## start TEXT BLOCK

# but. . . I actually WANT Calcimine Paint!



## jprefect (Mar 4, 2015)

Hi Folks,

Good to see you all again.

I've just been to an interesting bid. It's a stretched canvas ceiling, in a Historic Home in CT (c1920) and it's been water damaged. I've seen a million posts about how to remove and destroy this feature, but I want to replace it, in the traditional way, with the traditional techniques and materials!!!

To that end, I've done my research, found a company that produces the right fabric in the sizes I need (Rose Company - they make curtains for theatre, as well as some sailmakers too) and in the techniques for stretching, got that covered too. (I work with a really talented carpenter, so saving and reusing the crown mouldings is a given. Also, he has stretched many a canvas, so we're good). 

But, the finish step is that you are supposed to brush with calcimine paint. The virtues of it are: it stays porous and doesn't form a skin (so it does not produce craculature); it is dead flat and hides the texture of the fabric; and it shrinks significantly as it dries, thereby tightening the canvas even more. 

BUT whenever I ask about it (including my personal technical division "Bob" at my BM supplier) the reply I get is Calcimine Re-coater. That's great, if I wanted to paint over a plaster/calcimine ceiling, but I don't. I want to apply it to new fresh muslin fabric. It is also dead flat, which is good, but I'm not convinced it is the right product, because it is both oil based, may not be porous, and may not shrink right. 

SO. . . where should I source (alternatively, how can I make my own) Calcimine paint? And, what should I be aware of when applying it?


----------



## jprefect (Mar 4, 2015)

Csheils, I remember that you bid one of these. . . did it work out? Did you replace with new canvas?

daArch, I know you know something about this too. . . . 

Roadog, you also had some experience using Calcimine didn't you?


----------



## PACman (Oct 24, 2014)

jprefect said:


> Hi Folks,
> 
> Good to see you all again.
> 
> ...


The last source I knew of for calcimine was Muralo Paint. Now that they are owned by California I don't know if they still have it or not. If you can, get ahold of a California rep or maybe a cali dealer can check for you. You could possibly get an answer from calling their 800 number. 800-225-1141.

## end TEXT BLOCK
## start PROVIDED INFORMATION

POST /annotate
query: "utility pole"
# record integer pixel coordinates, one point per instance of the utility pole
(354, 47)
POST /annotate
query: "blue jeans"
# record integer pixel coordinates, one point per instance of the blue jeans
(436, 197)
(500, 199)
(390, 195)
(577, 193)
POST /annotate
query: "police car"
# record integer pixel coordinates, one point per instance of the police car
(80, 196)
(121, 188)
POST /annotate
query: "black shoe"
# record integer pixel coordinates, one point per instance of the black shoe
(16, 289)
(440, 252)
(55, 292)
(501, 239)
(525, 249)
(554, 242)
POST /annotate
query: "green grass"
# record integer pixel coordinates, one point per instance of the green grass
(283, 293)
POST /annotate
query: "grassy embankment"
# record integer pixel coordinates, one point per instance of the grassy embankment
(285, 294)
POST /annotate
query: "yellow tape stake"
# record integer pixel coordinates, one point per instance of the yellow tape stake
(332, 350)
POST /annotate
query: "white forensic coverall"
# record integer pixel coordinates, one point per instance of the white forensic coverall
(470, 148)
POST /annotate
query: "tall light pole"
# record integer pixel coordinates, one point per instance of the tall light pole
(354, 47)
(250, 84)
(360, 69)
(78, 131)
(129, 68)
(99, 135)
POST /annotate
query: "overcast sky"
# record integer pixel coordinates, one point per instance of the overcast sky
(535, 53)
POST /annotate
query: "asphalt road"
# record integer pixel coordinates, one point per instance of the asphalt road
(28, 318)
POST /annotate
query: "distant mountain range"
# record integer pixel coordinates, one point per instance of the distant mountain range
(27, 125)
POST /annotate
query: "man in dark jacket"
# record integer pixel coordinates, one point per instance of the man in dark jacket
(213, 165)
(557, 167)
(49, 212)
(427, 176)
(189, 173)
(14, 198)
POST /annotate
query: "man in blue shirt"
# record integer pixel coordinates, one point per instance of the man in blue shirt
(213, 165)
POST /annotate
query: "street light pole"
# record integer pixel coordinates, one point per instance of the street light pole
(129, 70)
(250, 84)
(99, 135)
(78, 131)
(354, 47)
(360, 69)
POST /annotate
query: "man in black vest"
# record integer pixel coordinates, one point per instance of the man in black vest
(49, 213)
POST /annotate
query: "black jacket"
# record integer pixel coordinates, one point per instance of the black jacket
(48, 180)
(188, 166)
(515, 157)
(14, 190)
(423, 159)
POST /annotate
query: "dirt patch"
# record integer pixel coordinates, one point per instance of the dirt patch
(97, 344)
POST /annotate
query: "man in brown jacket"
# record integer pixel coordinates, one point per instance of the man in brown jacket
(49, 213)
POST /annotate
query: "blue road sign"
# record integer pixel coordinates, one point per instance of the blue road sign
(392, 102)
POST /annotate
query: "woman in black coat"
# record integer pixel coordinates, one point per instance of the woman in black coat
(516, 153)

## end PROVIDED INFORMATION

> EXERCISE TASKS:
1 > From the calcimine paint thread, write out the passage that begins with the words containing "BUT whenever I" and ends with "with new canvas?", without changing anything.
2 > Extract each line of the records that contains the string "light", matching case.
The records are unrelated to the calcimine paint thread.

> SOLUTIONS BELOW:
1 >
BUT whenever I ask about it (including my personal technical division "Bob" at my BM supplier) the reply I get is Calcimine Re-coater. That's great, if I wanted to paint over a plaster/calcimine ceiling, but I don't. I want to apply it to new fresh muslin fabric. It is also dead flat, which is good, but I'm not convinced it is the right product, because it is both oil based, may not be porous, and may not shrink right. 

SO. . . where should I source (alternatively, how can I make my own) Calcimine paint? And, what should I be aware of when applying it?


----------



## jprefect (Mar 4, 2015)

Csheils, I remember that you bid one of these. . . did it work out? Did you replace with new canvas?

2 >
query: "tall light pole"
# record integer pixel coordinates, one point per instance of the tall light pole
query: "street light pole"
# record integer pixel coordinates, one point per instance of the street light pole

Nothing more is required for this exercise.